**** TEXT SHOWN

The Page playoff system used in various T20 cricket leagues.

==Types of brackets==
- Single Elimination
  Teams play "Pool Play" games in order to be "seeded" for the Brackets. Once in the brackets, teams play. Winners advance within the brackets to the right, whereas losers are eliminated in "Single Elimination"

- Double Elimination
  Teams play "Pool Play" games to gain their "seeding" going into the brackets. Each team plays its first games. Winners advance to play the winners. Losers play a consolation round.

==Versions of advancement==
- March Madness Seeding (Best v Worst in a division)
  Divisions are broken into pools (e.g., North, South, East, West) and within each pool teams are ranked. The top seed plays the worst seed, the second best seed plays the 2nd worst seed within the pool, etc., until all teams play their first round. If the pool has an odd (not divisible by 2) number of teams, there will be a "play in" game of the worst vs the 2nd worst team. Such a seeding system produces a wide variety of matches, but requires many games to determine an outcome.

- Jacobian Ladders (Best in pools play, 2nd best in pools play each other, 3rd best in pools play each other, etc.)

********
**** INPUT DATA

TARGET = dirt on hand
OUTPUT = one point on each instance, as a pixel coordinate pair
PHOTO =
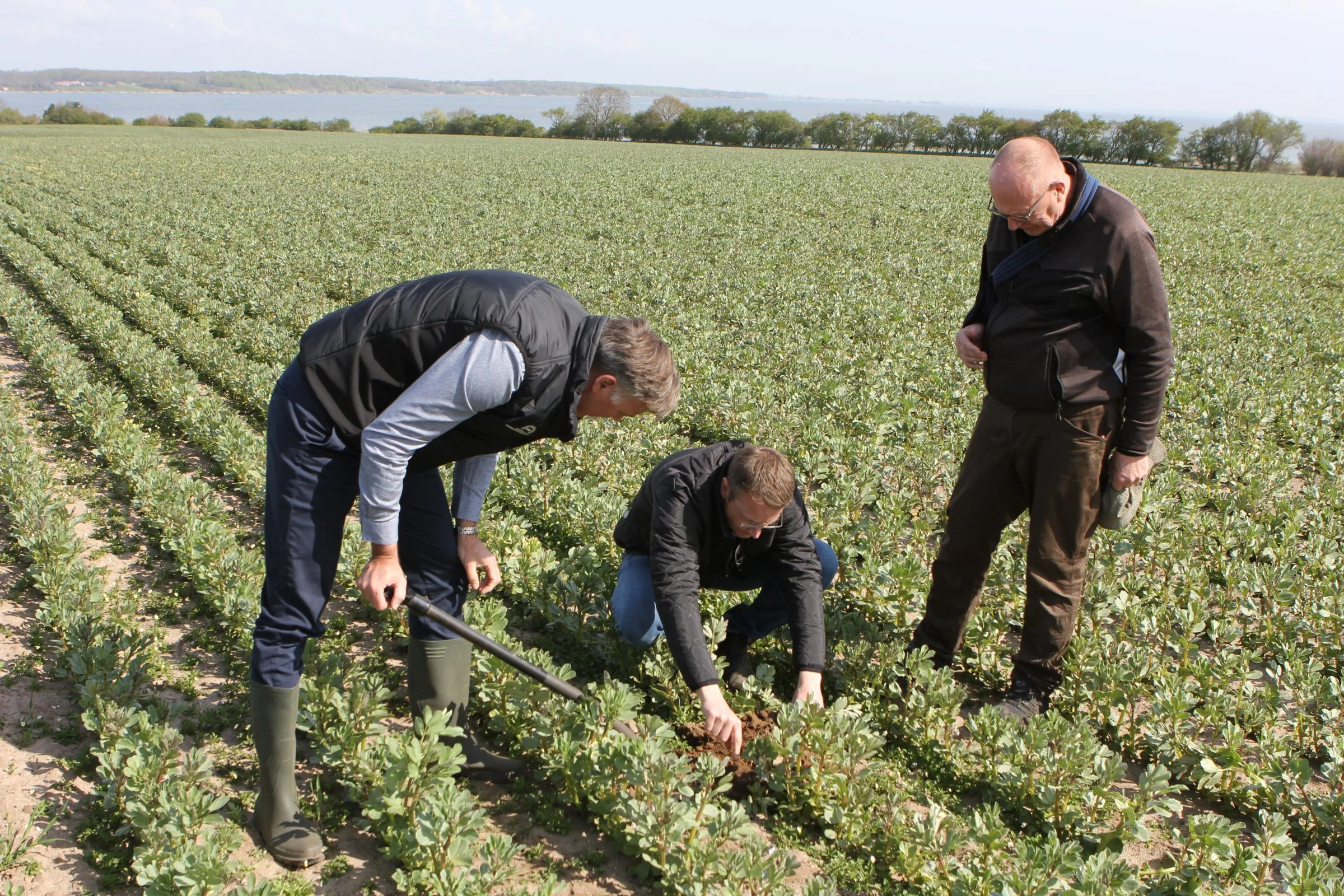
(754, 725)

********

TASKS TO CARRY OUT:
1) Name every pool the text on playoff brackets gives as an example of how divisions are split.
2) Finish out the next part of the text on playoff brackets, picking up after its last line.
The listing is separate material and has nothing to do with the text on playoff brackets.

RESULTS:
1) North, South, East, West

2)
  Within each pool, the number 1 team plays all the other number 1 teams within the other pools. Number 2s play number 2s, numbers 3s play number 3s, etc.
- Assuming an even number of pools (e.g., pool A, B, C, and D), each of the #1 ranked team based upon their pool play results play an initial game (A1 vs B1, C1 vs D1). Winners go to the championship. Losers play for 3rd and 4th place.
- Assuming an odd pools number of pools (e.g., pool A, B, and C), Seed 1 from Pool A (A1) plays seed 1 from Pool B (B1). C1 plays the "Wildcard" from the second best finishers from within all 3 pools based upon the ranking criteria.
- All #2, #3, etc., ranked teams play in "Consolation rounds" to determine their ranked order
Winners of these pools play at most two games to determine the champion of the division. The end result can be sensitive to ranking criteria and allocation of teams to pools.